## Excerpt from a dataset:
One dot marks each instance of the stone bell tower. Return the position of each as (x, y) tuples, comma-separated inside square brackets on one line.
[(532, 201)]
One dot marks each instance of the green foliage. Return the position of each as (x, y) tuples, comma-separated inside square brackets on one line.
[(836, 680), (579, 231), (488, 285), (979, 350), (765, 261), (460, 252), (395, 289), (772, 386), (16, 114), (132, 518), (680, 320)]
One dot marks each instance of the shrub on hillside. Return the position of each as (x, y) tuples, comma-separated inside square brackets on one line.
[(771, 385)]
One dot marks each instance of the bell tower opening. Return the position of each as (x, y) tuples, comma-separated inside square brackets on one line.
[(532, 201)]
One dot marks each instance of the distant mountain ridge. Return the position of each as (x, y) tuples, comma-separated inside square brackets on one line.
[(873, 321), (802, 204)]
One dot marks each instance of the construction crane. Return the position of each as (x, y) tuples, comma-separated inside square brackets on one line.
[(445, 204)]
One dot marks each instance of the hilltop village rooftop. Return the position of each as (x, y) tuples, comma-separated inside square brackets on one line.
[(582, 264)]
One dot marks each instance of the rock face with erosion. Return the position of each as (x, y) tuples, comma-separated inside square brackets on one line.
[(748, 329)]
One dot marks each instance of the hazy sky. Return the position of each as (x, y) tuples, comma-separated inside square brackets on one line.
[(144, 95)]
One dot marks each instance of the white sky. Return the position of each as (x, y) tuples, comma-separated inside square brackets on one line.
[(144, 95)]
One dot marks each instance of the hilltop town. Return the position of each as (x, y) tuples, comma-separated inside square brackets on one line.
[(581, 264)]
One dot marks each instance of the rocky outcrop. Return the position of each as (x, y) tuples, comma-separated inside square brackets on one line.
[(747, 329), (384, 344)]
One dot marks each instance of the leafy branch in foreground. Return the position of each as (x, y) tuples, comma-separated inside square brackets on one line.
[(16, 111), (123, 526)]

## PROMPT:
Convert every line of the entries above into a Markdown table with the columns "Row" and "Line", numbering the rows in order and omitting blank lines.

## SOLUTION:
| Row | Line |
|---|---|
| 1 | One dot marks each instance of the stone bell tower. Return the position of each as (x, y) tuples, comma-separated inside square brackets on one line. |
| 2 | [(532, 201)] |
| 3 | One dot marks each instance of the green foliage. Return the position of each as (x, y) tuples, comma-separated inside square brackets on one line. |
| 4 | [(836, 680), (579, 231), (488, 285), (979, 350), (765, 261), (460, 252), (395, 289), (772, 386), (16, 114), (132, 518), (680, 320)] |
| 5 | One dot marks each instance of the shrub on hillside. Return the position of each as (x, y) tuples, comma-separated inside square brackets on one line. |
| 6 | [(771, 385)] |
| 7 | One dot marks each instance of the bell tower opening. Return the position of each as (x, y) tuples, comma-separated inside square brackets on one line. |
| 8 | [(532, 201)] |
| 9 | One dot marks each instance of the distant mountain ridge. Return the position of each as (x, y) tuples, comma-separated inside square brackets on one line. |
| 10 | [(873, 321), (802, 204)] |
| 11 | One dot marks each instance of the construction crane. Return the position of each as (x, y) tuples, comma-separated inside square brackets on one line. |
| 12 | [(445, 204)] |
| 13 | One dot marks each instance of the hilltop village rooftop. Return the position of each as (x, y) tuples, comma-separated inside square brackets on one line. |
| 14 | [(582, 264)] |
| 15 | One dot marks each instance of the rock face with erosion. Return the position of each as (x, y) tuples, comma-separated inside square brackets on one line. |
| 16 | [(748, 329)] |
| 17 | One dot marks each instance of the hazy sky. Return the position of each as (x, y) tuples, comma-separated inside square brackets on one line. |
| 18 | [(144, 95)] |
| 19 | One dot marks each instance of the white sky. Return the position of each as (x, y) tuples, comma-separated inside square brackets on one line. |
| 20 | [(144, 95)] |
| 21 | One dot marks each instance of the hilltop town. Return the position of each as (x, y) tuples, comma-separated inside square brackets on one line. |
| 22 | [(581, 264)] |
| 23 | One dot marks each instance of the rocky outcrop. Return the position of each as (x, y) tuples, comma-separated inside square brackets on one line. |
| 24 | [(747, 329), (384, 344)] |
| 25 | One dot marks each instance of the leafy branch in foreground. Return the position of each as (x, y) tuples, comma-separated inside square brackets on one line. |
| 26 | [(16, 111), (123, 526)] |